* Work order A: From the comment on pets and allergies in schools, please reproduce everything from "I think it would" down to "and cleaning properly.".
* Work order B: Render this sentence from the comment on pets and allergies in schools in Spanish: "The dogs do not need to be in the school."

* Document passage:
I think it would be worth noting the studies on second-hand dander and how it significantly affects children with asthma and allergies in schools (i.e. the study thst shows the more cat owners in classroom there are, the worse prognosis with kids with allergies and asthma). I think having individual lockers outside classrooms for coats and backpacks (which are reservoirs for animal dander) would help. Other things they mention in the links above would also help reduce dander inside, such as clearing clutter, having hard floors, not having classroom pets that have dander inside the classroom, and cleaning properly. 


We so need healthier schools. It has become trendy to bring dogs everywhere, including schools. The principal of Westbrook Middle School is bringing her dog to school. We complained that she was showing her bias and being selfish, and that she was discriminating against all the people in the school with allergies and asthma. She was featured on the news with her dog, saying that it roamed the halls. We are appalled, and we need laws to protect us from this kind of rampant discrimination against asthmatic and allergic people. The dogs do not need to be in the school. This is only one example. There are three other schools closely surrounding us and some just a little further but still within driving distance (and these are just those that we know of) in which a dog is brought in that is a teacher's or administrator's pet, and some that they claim they NEED a therapy dog. Nobody needs a therapy dog at school. Nobody needs a pet at school. Nobody really needs a dog, as there are other ways to manage. Society has been brainwashed by the media to WANT their dogs everywhere they go. People have become ferociously selfish regarding this. We NEED laws to protect us!!! The allergic and asthmatic students, teacher's, cafeteria personnel, administrators, custodial staff, and bus drivers all NEED to be able to function in schools and NOT have to give up their confidential medical information, only to be treated even worse, excluded from education/occupations, and told to just go elsewhere if you don't like it.

* Supplied data:
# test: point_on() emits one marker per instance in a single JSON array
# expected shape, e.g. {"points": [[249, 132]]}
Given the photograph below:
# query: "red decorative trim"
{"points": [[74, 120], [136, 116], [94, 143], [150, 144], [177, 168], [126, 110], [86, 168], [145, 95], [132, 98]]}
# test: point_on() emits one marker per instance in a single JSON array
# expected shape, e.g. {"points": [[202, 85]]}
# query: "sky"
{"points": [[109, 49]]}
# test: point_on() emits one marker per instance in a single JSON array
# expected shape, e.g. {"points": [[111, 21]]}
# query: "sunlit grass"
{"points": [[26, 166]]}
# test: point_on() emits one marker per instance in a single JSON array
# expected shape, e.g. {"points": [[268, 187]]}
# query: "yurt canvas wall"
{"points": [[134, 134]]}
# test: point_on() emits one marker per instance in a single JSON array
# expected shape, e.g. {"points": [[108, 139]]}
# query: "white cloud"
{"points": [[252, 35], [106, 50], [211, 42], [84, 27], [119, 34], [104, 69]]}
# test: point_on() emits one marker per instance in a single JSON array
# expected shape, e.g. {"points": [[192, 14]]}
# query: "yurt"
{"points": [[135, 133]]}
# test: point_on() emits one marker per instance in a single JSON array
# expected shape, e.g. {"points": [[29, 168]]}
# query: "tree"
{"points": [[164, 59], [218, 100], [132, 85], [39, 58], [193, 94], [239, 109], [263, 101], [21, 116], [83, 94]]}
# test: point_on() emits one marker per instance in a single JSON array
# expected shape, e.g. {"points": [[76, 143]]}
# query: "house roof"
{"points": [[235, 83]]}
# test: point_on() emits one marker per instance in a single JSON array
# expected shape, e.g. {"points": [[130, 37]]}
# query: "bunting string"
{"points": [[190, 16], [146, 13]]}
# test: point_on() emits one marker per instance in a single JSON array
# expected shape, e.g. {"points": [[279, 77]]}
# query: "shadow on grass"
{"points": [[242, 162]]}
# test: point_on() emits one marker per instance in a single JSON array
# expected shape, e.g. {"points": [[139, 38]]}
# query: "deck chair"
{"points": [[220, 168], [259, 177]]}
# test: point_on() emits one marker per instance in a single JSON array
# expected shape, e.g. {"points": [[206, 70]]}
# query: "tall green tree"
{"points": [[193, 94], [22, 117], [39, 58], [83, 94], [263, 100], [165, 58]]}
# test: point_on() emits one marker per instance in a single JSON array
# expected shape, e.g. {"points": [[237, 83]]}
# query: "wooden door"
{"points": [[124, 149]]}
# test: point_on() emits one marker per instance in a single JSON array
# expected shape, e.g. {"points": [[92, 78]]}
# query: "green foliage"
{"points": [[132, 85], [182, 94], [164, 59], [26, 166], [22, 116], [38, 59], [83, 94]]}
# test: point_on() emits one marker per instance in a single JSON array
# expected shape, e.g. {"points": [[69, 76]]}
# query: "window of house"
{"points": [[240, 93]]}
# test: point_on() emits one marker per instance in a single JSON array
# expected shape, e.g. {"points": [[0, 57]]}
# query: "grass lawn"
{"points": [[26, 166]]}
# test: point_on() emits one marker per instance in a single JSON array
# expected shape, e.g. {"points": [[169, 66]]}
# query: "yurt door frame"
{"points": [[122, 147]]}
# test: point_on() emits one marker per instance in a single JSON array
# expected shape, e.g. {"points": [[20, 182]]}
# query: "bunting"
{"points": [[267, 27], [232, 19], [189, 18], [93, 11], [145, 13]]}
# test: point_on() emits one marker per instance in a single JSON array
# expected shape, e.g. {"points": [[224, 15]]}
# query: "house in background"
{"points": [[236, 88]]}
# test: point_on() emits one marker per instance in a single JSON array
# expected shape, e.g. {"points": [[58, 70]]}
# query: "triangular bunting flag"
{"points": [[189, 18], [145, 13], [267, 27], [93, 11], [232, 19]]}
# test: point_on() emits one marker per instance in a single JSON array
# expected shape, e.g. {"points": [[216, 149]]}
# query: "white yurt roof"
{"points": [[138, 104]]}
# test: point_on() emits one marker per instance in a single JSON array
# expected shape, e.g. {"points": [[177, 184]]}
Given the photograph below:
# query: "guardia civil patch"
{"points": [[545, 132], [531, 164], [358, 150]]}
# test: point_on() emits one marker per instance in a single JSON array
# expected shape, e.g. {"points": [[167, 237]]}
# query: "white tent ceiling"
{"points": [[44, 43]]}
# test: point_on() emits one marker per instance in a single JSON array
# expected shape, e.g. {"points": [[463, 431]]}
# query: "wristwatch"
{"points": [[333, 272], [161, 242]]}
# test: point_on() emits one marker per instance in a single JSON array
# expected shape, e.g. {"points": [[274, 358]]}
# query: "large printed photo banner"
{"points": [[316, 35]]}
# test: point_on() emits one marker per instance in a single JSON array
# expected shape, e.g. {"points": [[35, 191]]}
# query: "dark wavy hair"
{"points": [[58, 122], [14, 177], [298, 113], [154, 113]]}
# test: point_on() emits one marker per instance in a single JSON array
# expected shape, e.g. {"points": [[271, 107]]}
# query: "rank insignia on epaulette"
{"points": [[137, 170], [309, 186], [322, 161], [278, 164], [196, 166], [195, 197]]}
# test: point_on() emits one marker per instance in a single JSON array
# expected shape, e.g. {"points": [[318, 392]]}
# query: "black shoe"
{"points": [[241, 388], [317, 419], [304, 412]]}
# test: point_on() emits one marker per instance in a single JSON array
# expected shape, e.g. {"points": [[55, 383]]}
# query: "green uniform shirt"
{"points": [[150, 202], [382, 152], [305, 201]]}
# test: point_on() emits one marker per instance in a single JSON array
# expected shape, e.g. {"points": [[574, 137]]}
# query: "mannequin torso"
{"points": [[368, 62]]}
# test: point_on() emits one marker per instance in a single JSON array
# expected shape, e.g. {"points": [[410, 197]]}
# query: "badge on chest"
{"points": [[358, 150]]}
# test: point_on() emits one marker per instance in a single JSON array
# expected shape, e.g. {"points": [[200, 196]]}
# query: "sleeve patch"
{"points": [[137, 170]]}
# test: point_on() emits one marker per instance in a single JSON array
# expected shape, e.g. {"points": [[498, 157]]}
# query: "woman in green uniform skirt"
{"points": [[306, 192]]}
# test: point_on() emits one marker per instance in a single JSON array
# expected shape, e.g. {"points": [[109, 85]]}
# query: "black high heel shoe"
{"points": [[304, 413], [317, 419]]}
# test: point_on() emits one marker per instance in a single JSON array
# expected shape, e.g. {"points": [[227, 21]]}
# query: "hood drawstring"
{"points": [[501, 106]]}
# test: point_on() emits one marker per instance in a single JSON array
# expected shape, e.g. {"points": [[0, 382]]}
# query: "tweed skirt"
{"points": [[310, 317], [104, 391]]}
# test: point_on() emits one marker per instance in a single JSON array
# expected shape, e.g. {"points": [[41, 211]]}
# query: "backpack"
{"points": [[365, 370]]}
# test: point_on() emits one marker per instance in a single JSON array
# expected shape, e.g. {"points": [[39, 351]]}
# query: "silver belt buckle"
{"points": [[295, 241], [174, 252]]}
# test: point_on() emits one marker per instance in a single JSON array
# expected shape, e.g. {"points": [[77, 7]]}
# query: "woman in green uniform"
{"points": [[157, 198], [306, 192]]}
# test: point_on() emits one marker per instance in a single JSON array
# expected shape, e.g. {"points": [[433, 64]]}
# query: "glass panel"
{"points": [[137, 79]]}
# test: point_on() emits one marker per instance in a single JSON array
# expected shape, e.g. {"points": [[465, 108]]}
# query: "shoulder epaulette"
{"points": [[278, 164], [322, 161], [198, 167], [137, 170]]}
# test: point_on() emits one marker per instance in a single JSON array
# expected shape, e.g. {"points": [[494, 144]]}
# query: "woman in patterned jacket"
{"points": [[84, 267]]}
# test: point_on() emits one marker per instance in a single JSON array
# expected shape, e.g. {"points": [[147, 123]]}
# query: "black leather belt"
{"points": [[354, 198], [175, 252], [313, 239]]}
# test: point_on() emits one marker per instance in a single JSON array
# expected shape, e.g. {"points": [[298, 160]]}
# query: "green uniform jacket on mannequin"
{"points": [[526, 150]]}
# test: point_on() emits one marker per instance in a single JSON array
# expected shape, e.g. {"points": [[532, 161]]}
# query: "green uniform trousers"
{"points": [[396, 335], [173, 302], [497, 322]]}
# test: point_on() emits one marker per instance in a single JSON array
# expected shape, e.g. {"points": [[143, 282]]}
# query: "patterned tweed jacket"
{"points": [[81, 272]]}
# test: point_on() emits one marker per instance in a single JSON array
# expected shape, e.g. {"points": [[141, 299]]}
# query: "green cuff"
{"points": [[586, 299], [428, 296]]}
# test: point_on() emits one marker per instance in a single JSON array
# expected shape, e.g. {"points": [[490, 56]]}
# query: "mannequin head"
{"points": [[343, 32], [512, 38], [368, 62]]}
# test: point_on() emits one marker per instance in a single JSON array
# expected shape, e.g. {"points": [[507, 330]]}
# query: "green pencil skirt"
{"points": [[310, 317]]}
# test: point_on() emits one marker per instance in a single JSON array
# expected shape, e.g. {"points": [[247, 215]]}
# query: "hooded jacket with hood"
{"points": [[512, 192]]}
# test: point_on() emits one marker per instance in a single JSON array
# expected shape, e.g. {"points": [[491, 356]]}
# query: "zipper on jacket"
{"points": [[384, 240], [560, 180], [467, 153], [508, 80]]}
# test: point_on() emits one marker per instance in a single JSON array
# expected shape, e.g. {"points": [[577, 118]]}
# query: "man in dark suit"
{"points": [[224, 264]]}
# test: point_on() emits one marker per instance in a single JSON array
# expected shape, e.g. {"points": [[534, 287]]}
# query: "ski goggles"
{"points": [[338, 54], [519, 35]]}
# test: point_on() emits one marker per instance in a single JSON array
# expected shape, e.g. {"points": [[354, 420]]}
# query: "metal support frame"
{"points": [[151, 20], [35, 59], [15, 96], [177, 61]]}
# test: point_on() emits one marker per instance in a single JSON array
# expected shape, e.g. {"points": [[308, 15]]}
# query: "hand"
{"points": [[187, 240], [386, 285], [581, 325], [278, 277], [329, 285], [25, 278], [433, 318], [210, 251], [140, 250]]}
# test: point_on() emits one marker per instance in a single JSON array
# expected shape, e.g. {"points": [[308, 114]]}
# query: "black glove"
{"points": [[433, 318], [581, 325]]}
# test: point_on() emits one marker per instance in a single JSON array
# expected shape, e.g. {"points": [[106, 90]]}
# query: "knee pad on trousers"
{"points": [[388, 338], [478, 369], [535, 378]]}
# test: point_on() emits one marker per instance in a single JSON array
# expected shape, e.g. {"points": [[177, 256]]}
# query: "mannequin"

* Answer A:
I think it would be worth noting the studies on second-hand dander and how it significantly affects children with asthma and allergies in schools (i.e. the study thst shows the more cat owners in classroom there are, the worse prognosis with kids with allergies and asthma). I think having individual lockers outside classrooms for coats and backpacks (which are reservoirs for animal dander) would help. Other things they mention in the links above would also help reduce dander inside, such as clearing clutter, having hard floors, not having classroom pets that have dander inside the classroom, and cleaning properly.

* Answer B: Los perros no necesitan estar en la escuela.